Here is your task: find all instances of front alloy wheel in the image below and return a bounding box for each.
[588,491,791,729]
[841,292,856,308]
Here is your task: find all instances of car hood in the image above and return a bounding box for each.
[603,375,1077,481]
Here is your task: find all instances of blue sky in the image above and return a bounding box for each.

----

### EXERCISE:
Please reproduce each record precisely as written.

### EXERCISE SOLUTION:
Here is your task: find all instances of front alloy wheel in the image below and return a bounding box for each.
[588,491,791,729]
[841,292,856,308]
Here is your task: find all instances of car hood in the image above and return a bounding box for each.
[603,375,1077,481]
Here is your task: find all instances of blue sky in the image above and return a bounding box for each.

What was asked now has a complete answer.